═══ Material supplied
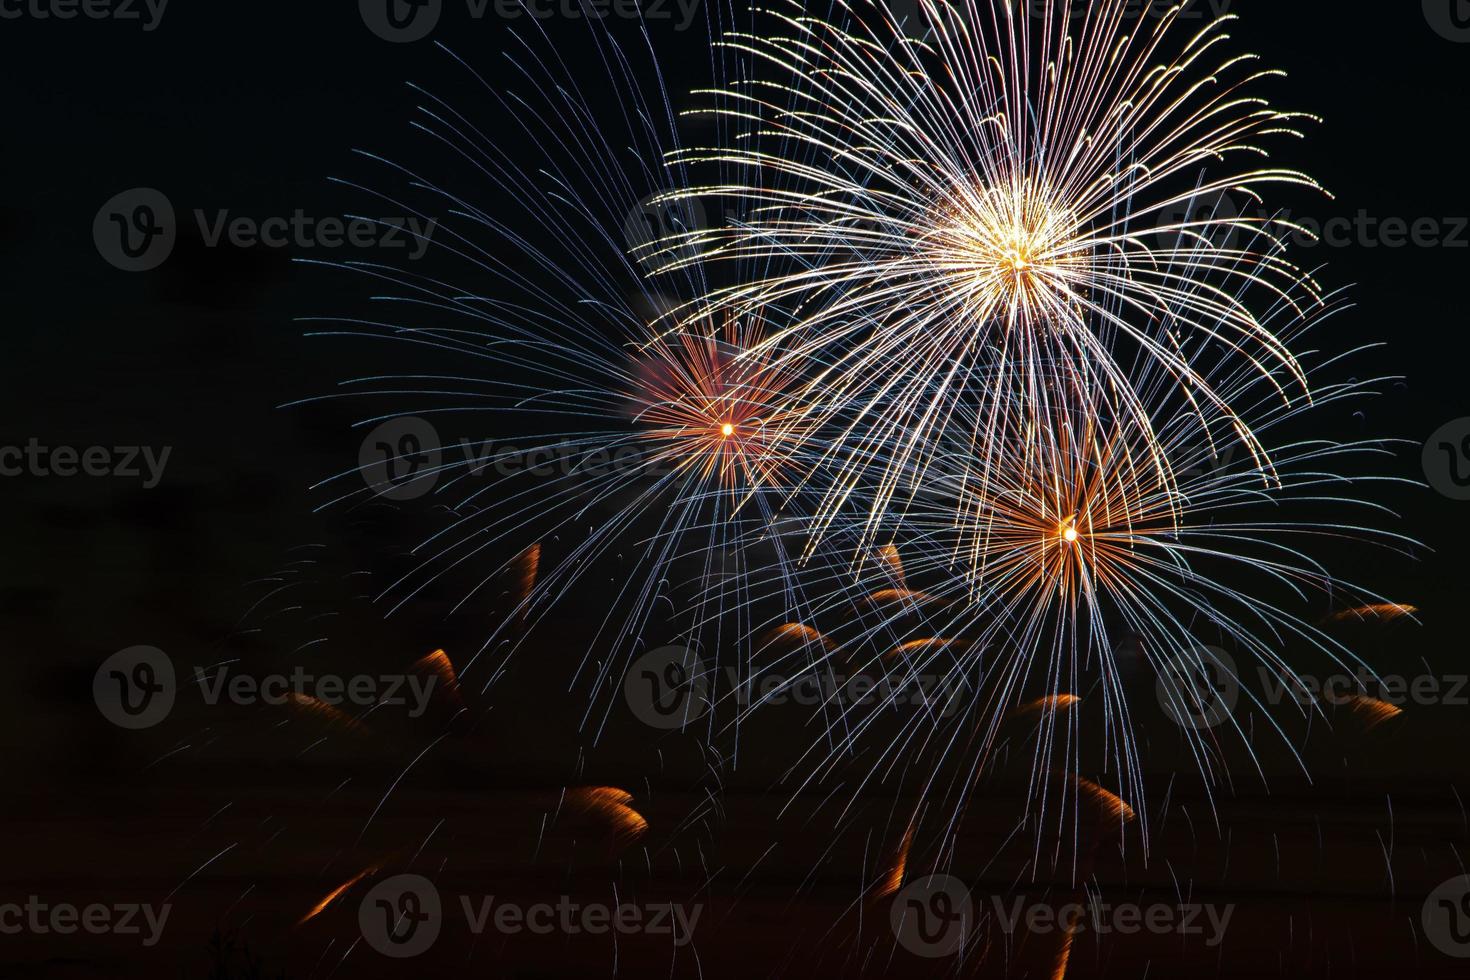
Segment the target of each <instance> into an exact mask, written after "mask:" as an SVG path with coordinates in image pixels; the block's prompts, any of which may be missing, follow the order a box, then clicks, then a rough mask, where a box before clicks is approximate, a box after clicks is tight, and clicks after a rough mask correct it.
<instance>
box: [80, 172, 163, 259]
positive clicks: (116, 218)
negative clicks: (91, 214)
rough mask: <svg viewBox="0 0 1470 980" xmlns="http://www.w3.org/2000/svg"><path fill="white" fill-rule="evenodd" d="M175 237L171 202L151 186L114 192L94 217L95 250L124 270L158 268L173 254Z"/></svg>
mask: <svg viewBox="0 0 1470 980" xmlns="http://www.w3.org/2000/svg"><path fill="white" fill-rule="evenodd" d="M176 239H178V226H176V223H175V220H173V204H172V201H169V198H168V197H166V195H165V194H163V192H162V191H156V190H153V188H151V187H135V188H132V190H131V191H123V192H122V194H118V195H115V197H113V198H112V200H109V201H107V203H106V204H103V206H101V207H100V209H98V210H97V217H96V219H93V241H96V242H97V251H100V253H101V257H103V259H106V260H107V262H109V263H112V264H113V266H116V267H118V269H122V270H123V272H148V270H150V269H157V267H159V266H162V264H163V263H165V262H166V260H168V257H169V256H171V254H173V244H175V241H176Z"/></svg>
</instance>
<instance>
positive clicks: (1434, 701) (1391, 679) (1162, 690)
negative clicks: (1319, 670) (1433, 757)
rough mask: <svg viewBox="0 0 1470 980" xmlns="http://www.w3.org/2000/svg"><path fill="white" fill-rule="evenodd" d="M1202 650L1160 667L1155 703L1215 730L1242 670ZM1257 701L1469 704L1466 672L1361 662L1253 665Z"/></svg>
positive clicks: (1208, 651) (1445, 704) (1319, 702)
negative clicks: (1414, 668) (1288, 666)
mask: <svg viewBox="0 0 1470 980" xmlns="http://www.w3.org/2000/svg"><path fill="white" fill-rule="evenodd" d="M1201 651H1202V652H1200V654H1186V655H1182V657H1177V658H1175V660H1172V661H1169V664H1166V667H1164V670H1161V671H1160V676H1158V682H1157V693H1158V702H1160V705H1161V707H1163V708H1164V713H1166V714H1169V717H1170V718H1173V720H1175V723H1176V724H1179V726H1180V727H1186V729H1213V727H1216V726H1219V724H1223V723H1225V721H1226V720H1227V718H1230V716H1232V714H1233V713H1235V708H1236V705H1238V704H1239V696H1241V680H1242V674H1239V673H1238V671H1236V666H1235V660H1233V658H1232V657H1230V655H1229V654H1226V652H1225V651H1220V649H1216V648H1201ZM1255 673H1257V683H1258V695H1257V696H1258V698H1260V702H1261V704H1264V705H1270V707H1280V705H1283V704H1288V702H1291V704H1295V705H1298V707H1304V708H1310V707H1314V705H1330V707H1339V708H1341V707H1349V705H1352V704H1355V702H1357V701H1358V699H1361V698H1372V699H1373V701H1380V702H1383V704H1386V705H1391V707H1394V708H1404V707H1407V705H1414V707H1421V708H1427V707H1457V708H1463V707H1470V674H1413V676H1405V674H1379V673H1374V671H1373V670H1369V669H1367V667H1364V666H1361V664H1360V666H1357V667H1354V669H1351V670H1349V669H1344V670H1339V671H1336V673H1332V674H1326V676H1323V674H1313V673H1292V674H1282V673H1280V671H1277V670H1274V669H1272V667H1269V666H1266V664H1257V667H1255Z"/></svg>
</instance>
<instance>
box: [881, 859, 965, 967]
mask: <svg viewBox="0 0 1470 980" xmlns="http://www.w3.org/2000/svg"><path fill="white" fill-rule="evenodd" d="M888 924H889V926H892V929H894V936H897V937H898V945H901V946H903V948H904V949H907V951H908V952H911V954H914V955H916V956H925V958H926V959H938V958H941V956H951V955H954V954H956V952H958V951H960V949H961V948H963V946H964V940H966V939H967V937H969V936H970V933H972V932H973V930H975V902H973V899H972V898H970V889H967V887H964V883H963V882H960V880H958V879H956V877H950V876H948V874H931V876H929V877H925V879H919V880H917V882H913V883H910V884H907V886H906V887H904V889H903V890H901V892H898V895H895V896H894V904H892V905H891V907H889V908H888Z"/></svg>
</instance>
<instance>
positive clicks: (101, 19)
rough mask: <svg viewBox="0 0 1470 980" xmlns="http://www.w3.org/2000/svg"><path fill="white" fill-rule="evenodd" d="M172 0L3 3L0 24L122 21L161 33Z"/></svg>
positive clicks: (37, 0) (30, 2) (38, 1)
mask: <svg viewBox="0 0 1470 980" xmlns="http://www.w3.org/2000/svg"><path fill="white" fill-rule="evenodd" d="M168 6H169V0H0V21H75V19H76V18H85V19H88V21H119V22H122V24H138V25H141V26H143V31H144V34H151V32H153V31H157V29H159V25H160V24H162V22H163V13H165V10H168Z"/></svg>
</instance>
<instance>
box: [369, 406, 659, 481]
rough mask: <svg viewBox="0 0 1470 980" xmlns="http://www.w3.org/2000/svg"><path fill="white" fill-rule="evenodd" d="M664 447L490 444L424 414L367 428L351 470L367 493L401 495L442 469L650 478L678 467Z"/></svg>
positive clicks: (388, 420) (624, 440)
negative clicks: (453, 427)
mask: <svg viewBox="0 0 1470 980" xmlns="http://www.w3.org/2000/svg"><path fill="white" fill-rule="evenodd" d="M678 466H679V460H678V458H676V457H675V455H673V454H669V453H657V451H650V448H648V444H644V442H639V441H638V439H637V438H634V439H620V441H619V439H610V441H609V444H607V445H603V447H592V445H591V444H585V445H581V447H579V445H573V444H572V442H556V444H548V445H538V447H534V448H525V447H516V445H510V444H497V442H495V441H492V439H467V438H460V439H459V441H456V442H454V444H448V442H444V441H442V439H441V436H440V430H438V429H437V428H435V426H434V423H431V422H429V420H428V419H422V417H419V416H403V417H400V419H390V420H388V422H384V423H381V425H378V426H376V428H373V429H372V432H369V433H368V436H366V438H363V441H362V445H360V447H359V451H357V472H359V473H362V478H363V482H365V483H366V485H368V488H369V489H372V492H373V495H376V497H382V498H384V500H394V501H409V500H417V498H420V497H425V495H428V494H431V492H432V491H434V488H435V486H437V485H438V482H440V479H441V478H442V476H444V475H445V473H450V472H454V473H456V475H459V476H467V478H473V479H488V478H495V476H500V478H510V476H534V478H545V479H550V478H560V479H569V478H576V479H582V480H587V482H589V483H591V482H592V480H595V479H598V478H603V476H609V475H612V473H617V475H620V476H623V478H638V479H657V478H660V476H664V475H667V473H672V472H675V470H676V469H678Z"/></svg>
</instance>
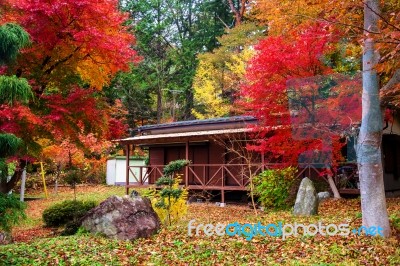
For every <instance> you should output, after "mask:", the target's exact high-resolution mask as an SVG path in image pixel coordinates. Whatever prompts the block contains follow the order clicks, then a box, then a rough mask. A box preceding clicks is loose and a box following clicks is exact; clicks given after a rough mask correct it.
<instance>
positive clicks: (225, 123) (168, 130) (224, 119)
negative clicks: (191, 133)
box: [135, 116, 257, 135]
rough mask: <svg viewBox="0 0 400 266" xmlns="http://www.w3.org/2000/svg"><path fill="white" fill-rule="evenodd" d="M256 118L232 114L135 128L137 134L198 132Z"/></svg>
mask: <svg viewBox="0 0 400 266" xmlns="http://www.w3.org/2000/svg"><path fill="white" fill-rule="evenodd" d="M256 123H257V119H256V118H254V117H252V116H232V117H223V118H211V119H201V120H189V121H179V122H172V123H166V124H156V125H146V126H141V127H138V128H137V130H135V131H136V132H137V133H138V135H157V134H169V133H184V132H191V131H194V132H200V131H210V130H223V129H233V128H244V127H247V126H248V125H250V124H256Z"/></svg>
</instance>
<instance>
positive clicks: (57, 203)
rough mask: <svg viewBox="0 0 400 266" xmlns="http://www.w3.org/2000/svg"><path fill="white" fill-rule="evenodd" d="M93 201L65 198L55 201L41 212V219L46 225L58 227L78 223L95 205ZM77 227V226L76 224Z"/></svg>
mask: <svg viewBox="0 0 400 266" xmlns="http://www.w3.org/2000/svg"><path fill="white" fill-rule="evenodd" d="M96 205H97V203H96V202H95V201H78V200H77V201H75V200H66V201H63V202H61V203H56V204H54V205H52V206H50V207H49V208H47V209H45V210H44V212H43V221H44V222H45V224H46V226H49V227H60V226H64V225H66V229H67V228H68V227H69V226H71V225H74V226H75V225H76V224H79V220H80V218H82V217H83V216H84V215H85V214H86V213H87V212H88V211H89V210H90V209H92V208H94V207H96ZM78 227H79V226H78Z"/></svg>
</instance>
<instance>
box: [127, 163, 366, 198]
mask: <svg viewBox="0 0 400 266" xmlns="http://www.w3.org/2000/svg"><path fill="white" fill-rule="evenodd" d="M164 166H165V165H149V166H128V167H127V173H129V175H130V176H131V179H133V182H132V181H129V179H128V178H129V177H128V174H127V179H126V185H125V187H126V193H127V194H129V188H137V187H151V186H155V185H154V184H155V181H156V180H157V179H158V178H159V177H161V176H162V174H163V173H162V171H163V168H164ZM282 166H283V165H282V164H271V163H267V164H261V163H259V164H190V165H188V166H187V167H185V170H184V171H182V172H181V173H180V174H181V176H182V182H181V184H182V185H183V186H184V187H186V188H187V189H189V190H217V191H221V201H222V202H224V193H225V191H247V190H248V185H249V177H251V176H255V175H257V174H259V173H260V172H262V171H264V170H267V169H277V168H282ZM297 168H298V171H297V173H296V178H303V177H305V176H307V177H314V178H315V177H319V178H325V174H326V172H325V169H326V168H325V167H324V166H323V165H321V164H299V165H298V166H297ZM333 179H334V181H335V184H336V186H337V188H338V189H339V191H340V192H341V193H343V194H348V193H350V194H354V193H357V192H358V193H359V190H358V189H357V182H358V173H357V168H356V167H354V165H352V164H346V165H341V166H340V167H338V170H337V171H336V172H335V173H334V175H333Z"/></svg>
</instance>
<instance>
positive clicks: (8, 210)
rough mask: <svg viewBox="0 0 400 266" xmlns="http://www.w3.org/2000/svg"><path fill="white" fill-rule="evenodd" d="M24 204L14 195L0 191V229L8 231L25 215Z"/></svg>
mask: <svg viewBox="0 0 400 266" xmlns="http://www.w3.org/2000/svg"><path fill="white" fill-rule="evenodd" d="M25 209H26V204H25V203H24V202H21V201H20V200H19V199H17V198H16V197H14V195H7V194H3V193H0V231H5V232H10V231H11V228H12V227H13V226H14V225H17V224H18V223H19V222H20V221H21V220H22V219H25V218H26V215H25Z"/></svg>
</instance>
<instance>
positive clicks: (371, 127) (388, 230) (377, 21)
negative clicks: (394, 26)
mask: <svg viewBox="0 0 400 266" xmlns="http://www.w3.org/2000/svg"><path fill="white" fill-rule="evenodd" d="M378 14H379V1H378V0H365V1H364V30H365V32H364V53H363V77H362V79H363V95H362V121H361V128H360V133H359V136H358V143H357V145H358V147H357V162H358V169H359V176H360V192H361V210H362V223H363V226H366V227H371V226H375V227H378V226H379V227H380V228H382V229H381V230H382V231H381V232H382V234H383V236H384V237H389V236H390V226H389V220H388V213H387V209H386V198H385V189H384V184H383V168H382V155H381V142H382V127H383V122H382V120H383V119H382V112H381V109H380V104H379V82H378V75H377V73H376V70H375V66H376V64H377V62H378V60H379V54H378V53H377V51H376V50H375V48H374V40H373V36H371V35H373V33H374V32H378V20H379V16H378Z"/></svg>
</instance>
══════
■ Work order ■
Nothing but the lines from the beginning of the material above through the line containing "positive clicks: (1208, 651)" should appear in the answer, copied exactly and free of pictures.

■ Response to the exercise ■
Segment the target of each <instance> into an exact mask, written after "mask:" as an SVG path with coordinates in image pixels; the block's prompts, any of which may be missing, follow the order a box, then clicks, then a rough mask, where a box before clicks is approximate, a box after clicks is tight, and clicks after a rough mask correct it.
<instance>
box: [80, 172, 163, 259]
positive clicks: (116, 218)
negative clicks: (91, 214)
rough mask: <svg viewBox="0 0 1470 980" xmlns="http://www.w3.org/2000/svg"><path fill="white" fill-rule="evenodd" d="M175 237L171 202L151 186L114 192L94 217L95 250L124 270L158 268L173 254Z"/></svg>
mask: <svg viewBox="0 0 1470 980" xmlns="http://www.w3.org/2000/svg"><path fill="white" fill-rule="evenodd" d="M176 239H178V226H176V223H175V220H173V204H172V201H169V198H168V197H166V195H165V194H163V192H162V191H156V190H153V188H151V187H135V188H132V190H131V191H123V192H122V194H118V195H115V197H113V198H112V200H109V201H107V203H106V204H103V206H101V207H100V209H98V210H97V217H96V219H93V241H96V242H97V251H100V253H101V257H103V259H106V260H107V262H109V263H112V264H113V266H116V267H118V269H122V270H123V272H148V270H150V269H157V267H159V266H162V264H163V263H165V262H166V260H168V257H169V256H171V254H173V244H175V241H176Z"/></svg>
</instance>
<instance>
positive clicks: (1434, 701) (1391, 679) (1162, 690)
negative clicks: (1319, 670) (1433, 757)
rough mask: <svg viewBox="0 0 1470 980" xmlns="http://www.w3.org/2000/svg"><path fill="white" fill-rule="evenodd" d="M1202 650L1160 667L1155 703L1215 730L1242 670ZM1257 701L1469 704L1466 672L1361 662L1253 665Z"/></svg>
positive clicks: (1208, 651) (1445, 704) (1319, 702)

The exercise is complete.